Stored data entries:
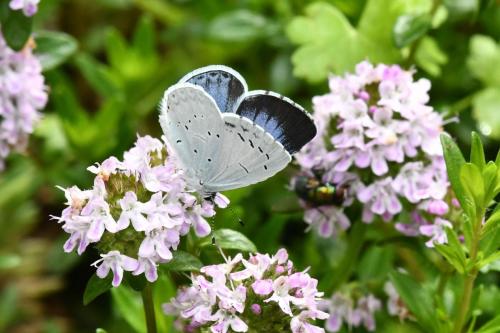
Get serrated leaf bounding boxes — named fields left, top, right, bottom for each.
left=83, top=274, right=113, bottom=305
left=392, top=13, right=431, bottom=48
left=470, top=132, right=486, bottom=170
left=200, top=229, right=257, bottom=252
left=390, top=272, right=438, bottom=332
left=163, top=251, right=203, bottom=272
left=35, top=31, right=78, bottom=71
left=1, top=6, right=33, bottom=51
left=441, top=134, right=465, bottom=207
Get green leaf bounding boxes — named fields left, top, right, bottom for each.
left=460, top=163, right=485, bottom=213
left=1, top=6, right=33, bottom=51
left=200, top=229, right=257, bottom=252
left=441, top=134, right=465, bottom=207
left=208, top=9, right=278, bottom=42
left=479, top=224, right=500, bottom=258
left=415, top=36, right=448, bottom=76
left=75, top=53, right=119, bottom=97
left=111, top=284, right=146, bottom=333
left=475, top=314, right=500, bottom=333
left=390, top=272, right=438, bottom=332
left=358, top=246, right=394, bottom=281
left=0, top=254, right=21, bottom=271
left=470, top=132, right=486, bottom=170
left=467, top=35, right=500, bottom=88
left=483, top=161, right=499, bottom=207
left=472, top=87, right=500, bottom=139
left=392, top=13, right=431, bottom=48
left=434, top=228, right=466, bottom=274
left=132, top=15, right=155, bottom=58
left=35, top=31, right=78, bottom=71
left=159, top=250, right=203, bottom=272
left=479, top=251, right=500, bottom=269
left=83, top=274, right=113, bottom=305
left=286, top=0, right=424, bottom=82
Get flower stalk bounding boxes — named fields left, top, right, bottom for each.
left=141, top=283, right=157, bottom=333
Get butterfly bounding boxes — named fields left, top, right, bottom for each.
left=160, top=65, right=316, bottom=195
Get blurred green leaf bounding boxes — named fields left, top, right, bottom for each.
left=200, top=229, right=257, bottom=252
left=111, top=284, right=146, bottom=333
left=159, top=250, right=203, bottom=272
left=390, top=272, right=438, bottom=332
left=75, top=53, right=121, bottom=97
left=470, top=132, right=486, bottom=170
left=286, top=0, right=430, bottom=82
left=392, top=13, right=431, bottom=48
left=358, top=246, right=394, bottom=281
left=475, top=314, right=500, bottom=333
left=35, top=31, right=78, bottom=71
left=0, top=1, right=33, bottom=51
left=467, top=35, right=500, bottom=89
left=472, top=87, right=500, bottom=139
left=132, top=15, right=156, bottom=58
left=443, top=0, right=479, bottom=20
left=83, top=274, right=113, bottom=305
left=415, top=36, right=448, bottom=76
left=0, top=285, right=19, bottom=332
left=208, top=9, right=278, bottom=42
left=0, top=254, right=21, bottom=271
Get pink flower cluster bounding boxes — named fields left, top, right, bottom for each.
left=9, top=0, right=40, bottom=16
left=164, top=249, right=328, bottom=333
left=321, top=292, right=382, bottom=332
left=0, top=31, right=47, bottom=170
left=297, top=61, right=456, bottom=242
left=54, top=136, right=229, bottom=286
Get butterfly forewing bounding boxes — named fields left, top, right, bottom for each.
left=160, top=84, right=224, bottom=187
left=179, top=65, right=247, bottom=112
left=236, top=90, right=316, bottom=154
left=160, top=83, right=291, bottom=192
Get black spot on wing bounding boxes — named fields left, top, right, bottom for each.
left=236, top=93, right=316, bottom=154
left=187, top=69, right=245, bottom=112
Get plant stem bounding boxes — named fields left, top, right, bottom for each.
left=142, top=283, right=157, bottom=333
left=453, top=215, right=482, bottom=333
left=328, top=221, right=368, bottom=291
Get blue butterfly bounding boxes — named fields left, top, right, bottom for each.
left=160, top=65, right=316, bottom=194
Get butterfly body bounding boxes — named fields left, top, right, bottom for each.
left=160, top=66, right=316, bottom=194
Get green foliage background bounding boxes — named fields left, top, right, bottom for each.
left=0, top=0, right=500, bottom=333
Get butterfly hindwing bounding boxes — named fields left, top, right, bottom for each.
left=205, top=113, right=291, bottom=192
left=179, top=65, right=247, bottom=113
left=160, top=83, right=291, bottom=192
left=236, top=90, right=316, bottom=154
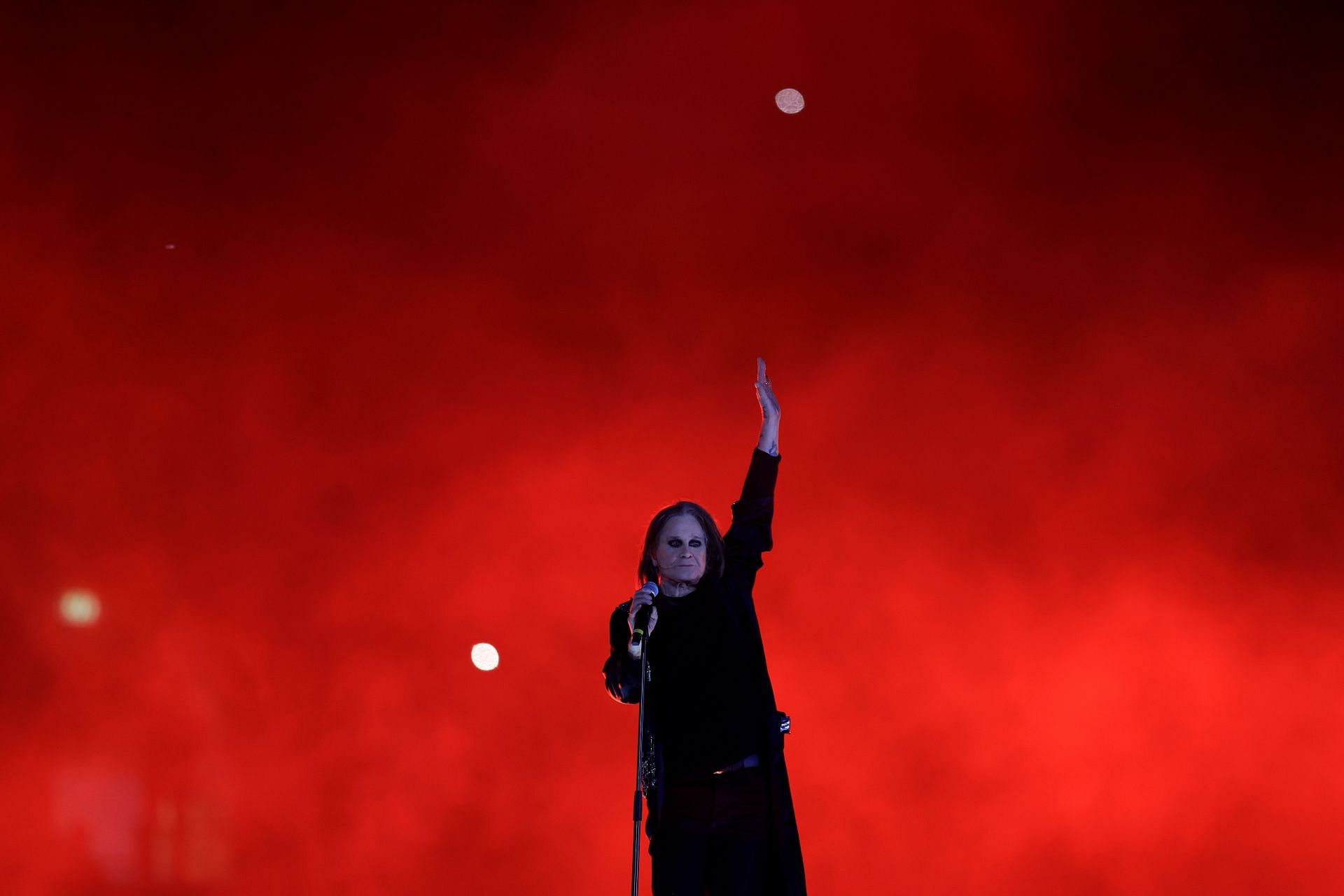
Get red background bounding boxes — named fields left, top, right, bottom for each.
left=0, top=1, right=1344, bottom=895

*TASK PROMPT:* Output the stretch from the line containing "Get red background" through the end of the items above as a JSON list of strings, one per line, leaving out blank lines.

*FINAL RESULT:*
[
  "Get red background bounding boxes — named fields left, top, right, bottom for each.",
  "left=0, top=1, right=1344, bottom=895"
]